### Required work
Revise the lines below by replacing each occurrence of "pixel point" with "image point". Leave all other text as it stands.

### Available data

++++++++++++++++++++

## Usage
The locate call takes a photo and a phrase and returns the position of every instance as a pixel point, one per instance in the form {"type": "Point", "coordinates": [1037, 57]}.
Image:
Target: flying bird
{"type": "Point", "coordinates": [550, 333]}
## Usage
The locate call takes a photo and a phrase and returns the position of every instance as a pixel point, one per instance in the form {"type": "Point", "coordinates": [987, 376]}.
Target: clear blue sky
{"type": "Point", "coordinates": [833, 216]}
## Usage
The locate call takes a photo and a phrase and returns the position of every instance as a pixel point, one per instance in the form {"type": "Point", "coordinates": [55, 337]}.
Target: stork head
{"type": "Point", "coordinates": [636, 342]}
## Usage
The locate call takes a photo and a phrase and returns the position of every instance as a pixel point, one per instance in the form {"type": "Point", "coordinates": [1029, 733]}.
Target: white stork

++++++++++++++++++++

### Completed task
## Usage
The locate call takes a photo and a phrase and returns the position of every instance as a image point, one per instance in the form {"type": "Point", "coordinates": [1037, 57]}.
Image:
Target: flying bird
{"type": "Point", "coordinates": [550, 333]}
## Usage
The locate call takes a photo and a phrase and returns the position of every instance as a image point, one per instance in the form {"type": "Point", "coordinates": [987, 376]}.
Target: clear blue sky
{"type": "Point", "coordinates": [833, 216]}
## Usage
The locate call takes a photo and a phrase and returns the position of every instance as a image point, one per instance in the form {"type": "Point", "coordinates": [55, 337]}.
Target: stork head
{"type": "Point", "coordinates": [636, 342]}
## Usage
The locate call takes a photo and a phrase and returns the position of every instance as a image point, one per instance in the form {"type": "Point", "coordinates": [1029, 733]}.
Target: white stork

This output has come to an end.